**The task**
Your task is to output, without alteration, each line from the one containing "flooring, one point per instance." through the final line of the records below.

====

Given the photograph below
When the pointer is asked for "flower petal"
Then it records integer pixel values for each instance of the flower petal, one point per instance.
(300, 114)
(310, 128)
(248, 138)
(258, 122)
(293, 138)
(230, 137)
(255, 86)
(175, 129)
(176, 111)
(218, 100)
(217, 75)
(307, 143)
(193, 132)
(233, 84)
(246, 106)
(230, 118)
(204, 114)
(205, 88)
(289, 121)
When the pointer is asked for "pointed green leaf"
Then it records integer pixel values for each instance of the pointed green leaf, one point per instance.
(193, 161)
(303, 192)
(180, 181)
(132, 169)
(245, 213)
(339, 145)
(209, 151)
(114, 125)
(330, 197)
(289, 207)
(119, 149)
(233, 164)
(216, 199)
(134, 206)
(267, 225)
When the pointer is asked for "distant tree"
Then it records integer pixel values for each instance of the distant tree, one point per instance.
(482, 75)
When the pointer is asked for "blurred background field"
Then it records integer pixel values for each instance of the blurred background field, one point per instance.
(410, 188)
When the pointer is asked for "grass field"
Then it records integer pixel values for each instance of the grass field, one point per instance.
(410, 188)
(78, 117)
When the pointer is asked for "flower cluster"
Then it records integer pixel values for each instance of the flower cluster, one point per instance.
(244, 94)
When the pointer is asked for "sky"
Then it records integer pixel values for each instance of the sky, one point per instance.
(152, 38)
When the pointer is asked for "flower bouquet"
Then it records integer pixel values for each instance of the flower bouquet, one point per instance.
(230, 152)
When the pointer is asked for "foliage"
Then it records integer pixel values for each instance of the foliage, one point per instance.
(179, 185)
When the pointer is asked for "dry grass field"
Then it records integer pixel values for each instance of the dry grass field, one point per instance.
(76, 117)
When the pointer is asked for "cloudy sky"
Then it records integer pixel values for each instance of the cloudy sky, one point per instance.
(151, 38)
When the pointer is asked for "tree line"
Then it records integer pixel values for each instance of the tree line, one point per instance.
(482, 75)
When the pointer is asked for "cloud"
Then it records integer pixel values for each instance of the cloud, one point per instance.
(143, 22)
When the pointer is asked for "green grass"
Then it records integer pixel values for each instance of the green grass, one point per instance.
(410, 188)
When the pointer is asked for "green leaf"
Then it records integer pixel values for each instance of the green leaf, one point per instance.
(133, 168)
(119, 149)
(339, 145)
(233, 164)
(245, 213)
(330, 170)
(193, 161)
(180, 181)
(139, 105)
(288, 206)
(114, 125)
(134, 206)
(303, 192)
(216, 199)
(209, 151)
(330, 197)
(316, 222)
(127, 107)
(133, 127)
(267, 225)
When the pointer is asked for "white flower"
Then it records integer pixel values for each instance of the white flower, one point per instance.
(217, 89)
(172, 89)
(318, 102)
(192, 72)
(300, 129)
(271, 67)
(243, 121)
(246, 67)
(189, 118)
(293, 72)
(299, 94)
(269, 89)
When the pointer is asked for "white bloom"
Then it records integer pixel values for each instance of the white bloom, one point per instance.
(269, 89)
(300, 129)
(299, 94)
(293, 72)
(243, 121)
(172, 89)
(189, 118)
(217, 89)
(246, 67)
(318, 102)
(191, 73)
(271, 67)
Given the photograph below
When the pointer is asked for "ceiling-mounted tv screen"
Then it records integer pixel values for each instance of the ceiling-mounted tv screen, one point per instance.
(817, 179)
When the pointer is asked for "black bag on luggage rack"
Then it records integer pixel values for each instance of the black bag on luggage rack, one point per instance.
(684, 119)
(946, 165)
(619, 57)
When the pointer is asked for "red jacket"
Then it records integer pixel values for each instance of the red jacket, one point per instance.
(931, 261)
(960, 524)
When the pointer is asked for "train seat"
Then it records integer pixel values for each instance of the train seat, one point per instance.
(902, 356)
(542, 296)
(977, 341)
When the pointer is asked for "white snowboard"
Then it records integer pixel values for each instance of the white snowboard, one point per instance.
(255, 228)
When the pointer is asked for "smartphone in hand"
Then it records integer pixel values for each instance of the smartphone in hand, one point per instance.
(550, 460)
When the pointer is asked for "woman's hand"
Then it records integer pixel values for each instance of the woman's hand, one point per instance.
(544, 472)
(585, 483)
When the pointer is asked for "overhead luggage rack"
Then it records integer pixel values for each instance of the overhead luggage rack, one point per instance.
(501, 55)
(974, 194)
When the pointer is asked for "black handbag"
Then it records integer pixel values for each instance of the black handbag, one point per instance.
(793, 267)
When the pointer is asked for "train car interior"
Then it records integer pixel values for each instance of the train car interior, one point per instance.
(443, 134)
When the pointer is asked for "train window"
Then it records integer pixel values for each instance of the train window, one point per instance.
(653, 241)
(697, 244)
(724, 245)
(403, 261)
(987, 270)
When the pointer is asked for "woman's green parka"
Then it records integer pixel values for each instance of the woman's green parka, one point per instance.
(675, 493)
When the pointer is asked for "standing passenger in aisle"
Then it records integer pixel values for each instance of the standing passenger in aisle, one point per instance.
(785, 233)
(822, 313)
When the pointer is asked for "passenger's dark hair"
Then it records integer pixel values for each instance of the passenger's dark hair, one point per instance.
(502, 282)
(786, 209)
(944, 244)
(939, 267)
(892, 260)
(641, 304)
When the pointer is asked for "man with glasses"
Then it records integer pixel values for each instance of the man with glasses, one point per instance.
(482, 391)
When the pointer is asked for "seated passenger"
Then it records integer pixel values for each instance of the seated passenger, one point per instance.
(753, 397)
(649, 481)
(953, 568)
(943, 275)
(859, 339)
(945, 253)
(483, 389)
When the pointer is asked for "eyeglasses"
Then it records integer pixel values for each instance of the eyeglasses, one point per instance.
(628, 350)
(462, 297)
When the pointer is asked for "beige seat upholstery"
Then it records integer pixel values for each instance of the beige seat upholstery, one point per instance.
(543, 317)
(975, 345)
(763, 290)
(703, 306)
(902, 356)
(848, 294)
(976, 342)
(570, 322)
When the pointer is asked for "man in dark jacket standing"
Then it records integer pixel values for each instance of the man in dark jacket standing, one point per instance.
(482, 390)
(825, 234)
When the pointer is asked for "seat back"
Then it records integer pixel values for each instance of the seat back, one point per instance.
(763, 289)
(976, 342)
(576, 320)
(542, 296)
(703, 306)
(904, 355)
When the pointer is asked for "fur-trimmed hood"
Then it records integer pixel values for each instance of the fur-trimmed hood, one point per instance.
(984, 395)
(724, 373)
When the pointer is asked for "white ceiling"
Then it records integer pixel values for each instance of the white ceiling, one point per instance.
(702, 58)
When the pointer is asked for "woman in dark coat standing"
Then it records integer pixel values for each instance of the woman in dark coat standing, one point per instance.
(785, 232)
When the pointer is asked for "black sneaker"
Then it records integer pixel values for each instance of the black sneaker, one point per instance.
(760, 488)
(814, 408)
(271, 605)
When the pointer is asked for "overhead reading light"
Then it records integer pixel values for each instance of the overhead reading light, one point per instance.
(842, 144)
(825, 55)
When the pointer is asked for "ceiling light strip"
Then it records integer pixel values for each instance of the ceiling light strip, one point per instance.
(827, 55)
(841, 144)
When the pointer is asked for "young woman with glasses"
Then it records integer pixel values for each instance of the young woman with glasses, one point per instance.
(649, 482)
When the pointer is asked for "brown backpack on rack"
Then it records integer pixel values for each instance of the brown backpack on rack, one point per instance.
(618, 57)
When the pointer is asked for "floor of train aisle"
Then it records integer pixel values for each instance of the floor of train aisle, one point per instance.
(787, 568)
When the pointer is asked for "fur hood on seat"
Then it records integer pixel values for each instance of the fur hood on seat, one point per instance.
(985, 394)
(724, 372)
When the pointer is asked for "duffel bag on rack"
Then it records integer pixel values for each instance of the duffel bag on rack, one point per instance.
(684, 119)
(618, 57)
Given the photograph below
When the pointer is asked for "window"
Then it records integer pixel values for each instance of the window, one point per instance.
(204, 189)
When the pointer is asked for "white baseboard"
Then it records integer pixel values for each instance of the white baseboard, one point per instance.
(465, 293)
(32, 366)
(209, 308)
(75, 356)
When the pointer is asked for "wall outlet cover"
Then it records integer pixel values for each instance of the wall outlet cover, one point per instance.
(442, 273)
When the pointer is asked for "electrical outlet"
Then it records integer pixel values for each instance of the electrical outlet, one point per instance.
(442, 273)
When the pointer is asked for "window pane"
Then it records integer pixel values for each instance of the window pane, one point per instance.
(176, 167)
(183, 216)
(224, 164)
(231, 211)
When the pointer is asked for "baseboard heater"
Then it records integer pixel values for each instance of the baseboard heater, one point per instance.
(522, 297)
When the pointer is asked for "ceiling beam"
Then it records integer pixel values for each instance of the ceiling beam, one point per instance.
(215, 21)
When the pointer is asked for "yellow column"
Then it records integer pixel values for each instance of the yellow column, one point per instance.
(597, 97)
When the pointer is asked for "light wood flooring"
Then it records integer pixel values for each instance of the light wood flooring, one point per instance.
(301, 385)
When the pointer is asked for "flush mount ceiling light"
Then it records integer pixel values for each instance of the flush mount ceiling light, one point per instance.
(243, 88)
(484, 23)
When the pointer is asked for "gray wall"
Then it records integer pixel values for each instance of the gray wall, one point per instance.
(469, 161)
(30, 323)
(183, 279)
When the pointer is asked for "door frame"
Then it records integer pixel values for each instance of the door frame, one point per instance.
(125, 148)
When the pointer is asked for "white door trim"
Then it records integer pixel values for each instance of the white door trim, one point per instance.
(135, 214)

====

**Answer below**
Then it records integer pixel values for each instance of the light wood flooring, one point per instance.
(301, 385)
When the pointer is asked for "flush mount ceiling light"
Then it records integer pixel values for each instance of the flush mount ceiling light, one point per instance.
(243, 88)
(484, 23)
When the pointer is asked for "gray wall"
Then it records integer pixel values for each instance of the gray wall, one point per instance.
(469, 161)
(30, 323)
(183, 279)
When the pointer is asked for "door frame"
Then it records integer pixel values for each instance of the door frame, one point per instance.
(125, 148)
When the pointer is asked for "white door trim"
Then it records integer pixel values for each instance of the white door trim, one point per instance.
(135, 214)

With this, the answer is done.